▶ [Supplied records]
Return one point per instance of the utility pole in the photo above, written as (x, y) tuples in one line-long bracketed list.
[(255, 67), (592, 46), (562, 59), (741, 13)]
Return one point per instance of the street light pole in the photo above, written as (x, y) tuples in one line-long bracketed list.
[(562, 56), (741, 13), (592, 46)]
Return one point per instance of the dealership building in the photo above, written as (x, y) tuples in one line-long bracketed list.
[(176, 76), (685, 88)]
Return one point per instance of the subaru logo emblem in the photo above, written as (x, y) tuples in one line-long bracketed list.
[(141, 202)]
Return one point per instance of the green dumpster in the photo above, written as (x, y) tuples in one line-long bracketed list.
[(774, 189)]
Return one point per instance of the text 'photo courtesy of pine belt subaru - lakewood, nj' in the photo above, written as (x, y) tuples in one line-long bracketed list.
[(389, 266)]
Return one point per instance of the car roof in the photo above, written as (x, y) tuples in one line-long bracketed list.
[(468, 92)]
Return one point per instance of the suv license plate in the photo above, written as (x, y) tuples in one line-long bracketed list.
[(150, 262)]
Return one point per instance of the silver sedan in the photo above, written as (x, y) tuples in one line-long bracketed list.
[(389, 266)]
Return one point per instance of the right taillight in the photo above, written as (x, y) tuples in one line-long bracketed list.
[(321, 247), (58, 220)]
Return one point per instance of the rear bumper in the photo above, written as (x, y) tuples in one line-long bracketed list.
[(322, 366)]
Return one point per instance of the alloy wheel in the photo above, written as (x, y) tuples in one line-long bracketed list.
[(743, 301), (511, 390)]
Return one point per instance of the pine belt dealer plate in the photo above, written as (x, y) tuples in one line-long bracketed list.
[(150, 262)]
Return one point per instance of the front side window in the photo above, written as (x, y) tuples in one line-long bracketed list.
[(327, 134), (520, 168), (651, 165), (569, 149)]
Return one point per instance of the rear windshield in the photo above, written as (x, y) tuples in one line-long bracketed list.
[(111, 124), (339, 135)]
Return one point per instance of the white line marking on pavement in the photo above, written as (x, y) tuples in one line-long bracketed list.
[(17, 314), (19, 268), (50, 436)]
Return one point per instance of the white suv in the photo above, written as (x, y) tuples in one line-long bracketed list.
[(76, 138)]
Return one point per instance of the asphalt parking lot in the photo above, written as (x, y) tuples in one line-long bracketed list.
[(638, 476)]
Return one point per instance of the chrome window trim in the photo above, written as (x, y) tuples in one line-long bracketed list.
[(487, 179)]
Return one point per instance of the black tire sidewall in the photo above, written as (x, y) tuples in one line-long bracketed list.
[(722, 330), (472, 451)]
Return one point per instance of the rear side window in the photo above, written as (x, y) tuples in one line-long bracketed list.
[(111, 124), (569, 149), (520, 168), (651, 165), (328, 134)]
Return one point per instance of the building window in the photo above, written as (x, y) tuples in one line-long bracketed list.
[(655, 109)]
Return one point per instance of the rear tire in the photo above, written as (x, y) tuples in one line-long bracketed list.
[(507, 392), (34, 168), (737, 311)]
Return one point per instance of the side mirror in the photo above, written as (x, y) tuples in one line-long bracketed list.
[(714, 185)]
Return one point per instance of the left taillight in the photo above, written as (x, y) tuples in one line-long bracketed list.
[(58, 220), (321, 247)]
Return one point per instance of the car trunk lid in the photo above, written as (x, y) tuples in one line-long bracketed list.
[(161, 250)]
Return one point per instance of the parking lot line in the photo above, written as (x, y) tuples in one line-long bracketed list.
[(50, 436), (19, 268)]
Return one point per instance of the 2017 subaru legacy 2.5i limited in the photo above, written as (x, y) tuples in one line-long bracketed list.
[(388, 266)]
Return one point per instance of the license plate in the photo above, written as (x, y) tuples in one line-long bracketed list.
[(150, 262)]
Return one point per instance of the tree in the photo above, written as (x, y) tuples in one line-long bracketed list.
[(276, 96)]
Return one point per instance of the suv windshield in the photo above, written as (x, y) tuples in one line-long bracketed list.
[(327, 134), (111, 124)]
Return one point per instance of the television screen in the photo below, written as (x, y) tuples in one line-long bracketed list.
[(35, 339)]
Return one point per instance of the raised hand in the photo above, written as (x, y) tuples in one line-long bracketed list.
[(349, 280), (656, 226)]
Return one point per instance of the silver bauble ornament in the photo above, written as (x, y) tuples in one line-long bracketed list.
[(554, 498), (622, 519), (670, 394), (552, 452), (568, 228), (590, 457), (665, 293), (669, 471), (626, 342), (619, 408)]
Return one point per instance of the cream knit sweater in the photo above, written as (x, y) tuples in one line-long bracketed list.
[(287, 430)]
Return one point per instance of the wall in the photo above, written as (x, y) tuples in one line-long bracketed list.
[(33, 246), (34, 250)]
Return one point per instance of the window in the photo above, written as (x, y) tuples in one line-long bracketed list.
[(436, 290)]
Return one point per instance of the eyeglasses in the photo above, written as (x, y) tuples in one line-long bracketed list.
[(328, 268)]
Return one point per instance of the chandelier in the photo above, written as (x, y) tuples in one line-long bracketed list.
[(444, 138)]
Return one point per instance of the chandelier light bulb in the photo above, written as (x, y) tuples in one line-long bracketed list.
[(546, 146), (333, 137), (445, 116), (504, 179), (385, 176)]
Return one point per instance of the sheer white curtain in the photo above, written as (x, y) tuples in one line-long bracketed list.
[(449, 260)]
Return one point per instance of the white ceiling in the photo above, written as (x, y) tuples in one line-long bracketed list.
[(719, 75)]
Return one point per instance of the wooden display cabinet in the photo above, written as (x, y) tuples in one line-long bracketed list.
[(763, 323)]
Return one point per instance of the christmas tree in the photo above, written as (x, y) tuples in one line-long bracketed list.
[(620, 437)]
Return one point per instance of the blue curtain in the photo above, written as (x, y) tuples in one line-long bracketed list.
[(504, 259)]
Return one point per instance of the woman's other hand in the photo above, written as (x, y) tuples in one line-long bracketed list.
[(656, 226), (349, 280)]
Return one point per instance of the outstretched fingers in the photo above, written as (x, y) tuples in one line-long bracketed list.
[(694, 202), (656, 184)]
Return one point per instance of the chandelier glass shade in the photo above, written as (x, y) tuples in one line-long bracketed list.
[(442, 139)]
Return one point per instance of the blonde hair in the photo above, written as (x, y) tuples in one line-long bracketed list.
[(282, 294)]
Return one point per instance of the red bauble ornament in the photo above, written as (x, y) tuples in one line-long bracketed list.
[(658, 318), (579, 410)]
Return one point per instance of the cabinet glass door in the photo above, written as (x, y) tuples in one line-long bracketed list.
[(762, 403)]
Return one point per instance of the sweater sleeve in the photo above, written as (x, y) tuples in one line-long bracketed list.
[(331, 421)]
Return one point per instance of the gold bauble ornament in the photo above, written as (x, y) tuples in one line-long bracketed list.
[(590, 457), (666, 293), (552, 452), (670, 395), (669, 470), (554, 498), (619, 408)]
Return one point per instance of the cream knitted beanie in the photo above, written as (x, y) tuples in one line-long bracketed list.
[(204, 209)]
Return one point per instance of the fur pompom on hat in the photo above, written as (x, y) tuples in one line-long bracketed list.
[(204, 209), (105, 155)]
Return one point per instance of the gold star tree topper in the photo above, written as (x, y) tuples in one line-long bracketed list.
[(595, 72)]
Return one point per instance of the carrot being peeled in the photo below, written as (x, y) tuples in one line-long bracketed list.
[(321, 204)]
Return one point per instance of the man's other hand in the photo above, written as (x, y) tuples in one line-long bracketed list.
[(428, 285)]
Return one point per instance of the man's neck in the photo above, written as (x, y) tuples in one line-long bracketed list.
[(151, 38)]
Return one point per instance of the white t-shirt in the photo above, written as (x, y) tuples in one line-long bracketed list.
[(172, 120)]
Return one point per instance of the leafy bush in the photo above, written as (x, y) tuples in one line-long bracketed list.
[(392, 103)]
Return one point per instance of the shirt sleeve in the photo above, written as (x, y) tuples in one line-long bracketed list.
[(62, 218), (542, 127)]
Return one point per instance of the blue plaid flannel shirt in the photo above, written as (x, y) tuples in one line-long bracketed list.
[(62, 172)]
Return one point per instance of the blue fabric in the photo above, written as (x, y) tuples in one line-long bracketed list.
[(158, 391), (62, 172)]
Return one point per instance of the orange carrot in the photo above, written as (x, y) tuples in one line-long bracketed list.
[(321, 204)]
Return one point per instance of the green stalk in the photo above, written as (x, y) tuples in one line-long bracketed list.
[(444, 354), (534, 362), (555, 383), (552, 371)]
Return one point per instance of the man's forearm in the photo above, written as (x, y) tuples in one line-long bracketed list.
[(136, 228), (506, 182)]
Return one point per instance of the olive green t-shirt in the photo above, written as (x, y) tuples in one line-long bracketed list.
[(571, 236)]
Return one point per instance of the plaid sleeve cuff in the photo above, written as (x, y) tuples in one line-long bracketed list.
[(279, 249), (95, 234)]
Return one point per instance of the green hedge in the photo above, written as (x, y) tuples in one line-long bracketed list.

▶ [What you will do] Rewrite the listing from its start through the line containing "[(774, 189)]", putting "car showroom" in place of "dealership building" and leaving everything else unchanged.

▶ [Written solution]
Return one point per instance of the utility pole in the photo above, written as (x, y) tuples in one line-long bracketed list.
[(255, 67), (592, 46), (562, 59), (741, 13)]
Return one point per instance of the street light pole in the photo above, written as (x, y) tuples in one line-long bracketed list.
[(562, 56), (741, 13), (592, 46)]
Return one point per instance of the car showroom in the photo above, written as (x, y) tuples in one line-long bracketed list.
[(176, 76), (685, 88)]
Return one point per instance of the subaru logo emblem in the photo above, written as (x, y) tuples in one line-long bracketed list.
[(141, 202)]
Return one point per instance of the green dumpster in the photo above, written as (x, y) tuples in one line-long bracketed list.
[(774, 189)]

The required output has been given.